### Supplied material
• • •

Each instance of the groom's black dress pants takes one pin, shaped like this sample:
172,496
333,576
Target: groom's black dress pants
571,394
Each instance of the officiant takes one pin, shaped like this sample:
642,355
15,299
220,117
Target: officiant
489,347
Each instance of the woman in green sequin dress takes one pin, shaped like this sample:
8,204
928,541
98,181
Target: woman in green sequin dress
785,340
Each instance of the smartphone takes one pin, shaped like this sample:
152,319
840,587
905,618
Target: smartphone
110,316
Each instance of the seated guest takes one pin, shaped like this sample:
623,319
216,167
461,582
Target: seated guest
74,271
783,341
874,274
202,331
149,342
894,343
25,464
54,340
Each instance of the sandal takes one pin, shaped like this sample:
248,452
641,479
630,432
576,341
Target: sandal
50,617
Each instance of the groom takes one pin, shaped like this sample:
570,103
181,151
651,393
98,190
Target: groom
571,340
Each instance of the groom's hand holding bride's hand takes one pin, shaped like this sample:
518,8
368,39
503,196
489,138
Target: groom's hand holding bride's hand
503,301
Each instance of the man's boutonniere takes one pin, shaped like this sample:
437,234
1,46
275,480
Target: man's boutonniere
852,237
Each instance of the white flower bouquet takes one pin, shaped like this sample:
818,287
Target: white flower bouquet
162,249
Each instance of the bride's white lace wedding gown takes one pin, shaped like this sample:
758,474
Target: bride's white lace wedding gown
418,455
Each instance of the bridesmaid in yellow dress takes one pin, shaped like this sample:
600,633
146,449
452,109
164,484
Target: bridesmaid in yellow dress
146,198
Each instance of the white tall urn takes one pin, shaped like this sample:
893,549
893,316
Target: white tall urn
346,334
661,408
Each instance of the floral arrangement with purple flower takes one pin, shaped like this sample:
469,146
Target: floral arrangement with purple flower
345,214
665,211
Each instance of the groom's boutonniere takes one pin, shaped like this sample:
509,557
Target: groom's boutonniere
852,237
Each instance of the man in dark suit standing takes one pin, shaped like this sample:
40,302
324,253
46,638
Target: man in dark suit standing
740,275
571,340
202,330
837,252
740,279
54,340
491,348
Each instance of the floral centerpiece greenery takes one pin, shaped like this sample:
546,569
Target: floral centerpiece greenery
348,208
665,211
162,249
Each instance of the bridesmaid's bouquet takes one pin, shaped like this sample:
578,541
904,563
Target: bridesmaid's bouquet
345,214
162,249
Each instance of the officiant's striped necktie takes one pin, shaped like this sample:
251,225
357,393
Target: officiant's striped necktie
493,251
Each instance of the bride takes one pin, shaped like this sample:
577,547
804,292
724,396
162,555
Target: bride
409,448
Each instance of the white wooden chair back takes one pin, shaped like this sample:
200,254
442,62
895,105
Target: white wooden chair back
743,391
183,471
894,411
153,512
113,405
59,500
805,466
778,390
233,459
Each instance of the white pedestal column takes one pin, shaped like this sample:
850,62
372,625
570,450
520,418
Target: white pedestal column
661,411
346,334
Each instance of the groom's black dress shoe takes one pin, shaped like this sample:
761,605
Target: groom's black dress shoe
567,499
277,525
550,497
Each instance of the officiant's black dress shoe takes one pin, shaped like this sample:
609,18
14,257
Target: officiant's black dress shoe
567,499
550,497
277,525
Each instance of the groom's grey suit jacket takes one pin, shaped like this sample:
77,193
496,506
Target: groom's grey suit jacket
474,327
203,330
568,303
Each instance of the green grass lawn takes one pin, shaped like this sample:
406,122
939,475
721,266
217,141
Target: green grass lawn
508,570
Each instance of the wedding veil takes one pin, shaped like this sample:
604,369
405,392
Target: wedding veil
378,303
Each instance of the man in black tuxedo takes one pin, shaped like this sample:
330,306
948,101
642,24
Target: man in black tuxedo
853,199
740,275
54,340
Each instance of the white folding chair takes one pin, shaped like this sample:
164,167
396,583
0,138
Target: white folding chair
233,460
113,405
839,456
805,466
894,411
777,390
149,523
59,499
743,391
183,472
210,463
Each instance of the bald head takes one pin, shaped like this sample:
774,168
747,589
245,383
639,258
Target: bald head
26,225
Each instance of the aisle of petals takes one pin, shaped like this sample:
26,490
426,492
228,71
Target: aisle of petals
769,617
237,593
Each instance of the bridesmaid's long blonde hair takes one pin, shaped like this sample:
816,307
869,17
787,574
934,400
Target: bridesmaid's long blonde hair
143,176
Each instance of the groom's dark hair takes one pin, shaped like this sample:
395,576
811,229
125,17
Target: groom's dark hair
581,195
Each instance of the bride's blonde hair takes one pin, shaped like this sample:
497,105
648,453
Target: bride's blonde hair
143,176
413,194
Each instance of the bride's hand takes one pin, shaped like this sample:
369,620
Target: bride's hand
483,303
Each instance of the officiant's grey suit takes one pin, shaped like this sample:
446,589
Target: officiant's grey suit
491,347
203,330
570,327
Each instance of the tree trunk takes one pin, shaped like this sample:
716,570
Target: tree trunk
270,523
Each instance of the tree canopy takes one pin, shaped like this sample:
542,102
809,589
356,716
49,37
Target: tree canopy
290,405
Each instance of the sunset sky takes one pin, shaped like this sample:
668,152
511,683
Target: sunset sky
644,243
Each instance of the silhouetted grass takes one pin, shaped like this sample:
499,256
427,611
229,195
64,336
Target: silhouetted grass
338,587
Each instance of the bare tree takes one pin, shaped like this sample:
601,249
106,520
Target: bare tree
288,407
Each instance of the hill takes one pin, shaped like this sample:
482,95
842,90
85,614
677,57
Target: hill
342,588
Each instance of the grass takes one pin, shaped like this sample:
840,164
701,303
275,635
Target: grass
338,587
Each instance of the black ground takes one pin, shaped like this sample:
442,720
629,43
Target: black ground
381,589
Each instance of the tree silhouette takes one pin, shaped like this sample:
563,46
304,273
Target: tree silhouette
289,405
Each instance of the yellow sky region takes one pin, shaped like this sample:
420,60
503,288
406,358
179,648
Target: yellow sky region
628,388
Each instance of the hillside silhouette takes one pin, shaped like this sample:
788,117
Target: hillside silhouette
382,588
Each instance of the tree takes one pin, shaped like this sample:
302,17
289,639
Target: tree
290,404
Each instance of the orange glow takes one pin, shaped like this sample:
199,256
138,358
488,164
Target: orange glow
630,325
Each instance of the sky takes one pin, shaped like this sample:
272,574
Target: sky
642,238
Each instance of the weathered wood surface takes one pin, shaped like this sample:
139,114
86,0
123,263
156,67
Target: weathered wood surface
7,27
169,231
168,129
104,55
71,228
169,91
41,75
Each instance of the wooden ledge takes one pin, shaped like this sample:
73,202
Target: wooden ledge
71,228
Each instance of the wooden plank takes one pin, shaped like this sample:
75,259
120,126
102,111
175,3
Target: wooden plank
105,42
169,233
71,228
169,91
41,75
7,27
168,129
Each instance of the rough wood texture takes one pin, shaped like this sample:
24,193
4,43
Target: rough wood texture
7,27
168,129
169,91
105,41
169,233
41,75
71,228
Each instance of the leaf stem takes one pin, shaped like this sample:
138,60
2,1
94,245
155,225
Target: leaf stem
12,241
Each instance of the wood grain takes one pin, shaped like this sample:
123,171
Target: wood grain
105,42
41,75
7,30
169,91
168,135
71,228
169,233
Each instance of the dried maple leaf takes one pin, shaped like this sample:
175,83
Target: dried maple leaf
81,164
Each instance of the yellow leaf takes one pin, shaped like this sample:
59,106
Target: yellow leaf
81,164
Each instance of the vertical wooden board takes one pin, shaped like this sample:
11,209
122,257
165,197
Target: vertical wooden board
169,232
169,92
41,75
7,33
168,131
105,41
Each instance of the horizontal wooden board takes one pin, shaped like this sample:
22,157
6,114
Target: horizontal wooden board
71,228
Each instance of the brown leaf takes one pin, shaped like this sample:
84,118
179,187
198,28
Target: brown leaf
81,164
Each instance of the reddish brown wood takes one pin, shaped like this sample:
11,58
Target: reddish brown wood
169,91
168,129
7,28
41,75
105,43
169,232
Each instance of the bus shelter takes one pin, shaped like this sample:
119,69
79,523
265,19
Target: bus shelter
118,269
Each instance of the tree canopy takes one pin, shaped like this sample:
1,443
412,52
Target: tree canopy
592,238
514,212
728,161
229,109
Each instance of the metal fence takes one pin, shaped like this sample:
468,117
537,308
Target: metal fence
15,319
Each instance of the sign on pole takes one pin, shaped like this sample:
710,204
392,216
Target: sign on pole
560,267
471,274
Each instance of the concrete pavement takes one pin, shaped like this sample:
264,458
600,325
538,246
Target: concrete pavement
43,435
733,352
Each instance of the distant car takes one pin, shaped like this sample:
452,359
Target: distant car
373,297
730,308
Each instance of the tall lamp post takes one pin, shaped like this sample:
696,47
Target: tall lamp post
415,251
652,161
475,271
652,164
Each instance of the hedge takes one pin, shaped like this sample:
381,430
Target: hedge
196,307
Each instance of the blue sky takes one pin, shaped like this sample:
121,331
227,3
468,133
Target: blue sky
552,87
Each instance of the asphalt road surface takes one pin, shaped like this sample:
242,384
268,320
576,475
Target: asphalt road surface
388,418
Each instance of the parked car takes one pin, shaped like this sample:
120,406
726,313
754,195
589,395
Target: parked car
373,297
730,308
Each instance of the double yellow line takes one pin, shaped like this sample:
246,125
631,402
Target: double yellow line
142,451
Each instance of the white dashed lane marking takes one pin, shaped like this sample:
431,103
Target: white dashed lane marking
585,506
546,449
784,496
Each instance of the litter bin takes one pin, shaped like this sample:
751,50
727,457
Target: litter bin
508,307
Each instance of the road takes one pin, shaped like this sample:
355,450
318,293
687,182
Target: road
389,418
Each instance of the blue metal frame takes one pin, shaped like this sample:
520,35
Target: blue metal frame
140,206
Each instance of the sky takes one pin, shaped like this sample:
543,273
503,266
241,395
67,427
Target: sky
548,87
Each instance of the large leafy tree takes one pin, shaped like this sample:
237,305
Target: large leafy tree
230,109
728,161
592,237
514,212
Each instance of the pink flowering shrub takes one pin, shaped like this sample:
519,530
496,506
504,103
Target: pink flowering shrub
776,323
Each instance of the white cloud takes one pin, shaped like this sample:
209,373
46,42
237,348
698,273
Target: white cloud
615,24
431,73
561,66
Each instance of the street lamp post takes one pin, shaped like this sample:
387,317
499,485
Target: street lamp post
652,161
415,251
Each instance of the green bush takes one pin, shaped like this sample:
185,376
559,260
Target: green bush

• • •

### What you will do
All lines from the one containing "Each instance of the road" through the final line of the listing above are to be reproduced exactly; include both and add nothing.

### Result for this exercise
Each instance of the road takes one pin, shaped like this sample:
355,450
318,293
687,182
Target: road
389,418
Each instance of the blue metal frame takes one pin, shaped like this sample:
520,35
Target: blue metal frame
140,206
Each instance of the sky takes one pin, shaped like this sample:
543,273
503,266
241,395
67,427
Target: sky
548,87
Each instance of the large leafy tree takes one pin, shaped like this sample:
237,305
Target: large leafy tree
230,109
728,161
592,237
514,212
Each instance of the pink flowering shrub takes one pin, shaped like this sample:
519,530
496,506
504,103
Target: pink flowering shrub
776,323
Each instance of the white cloud takes one pin, shaped like this sample:
209,373
46,42
237,348
698,273
Target: white cloud
615,24
431,73
561,66
Each instance of the street lamp post takes one pin, shaped like this sample:
387,317
499,485
Target: street lamp post
652,161
415,251
Each instance of the green bush takes one pin, shaped like this sample:
185,376
559,260
Target: green bush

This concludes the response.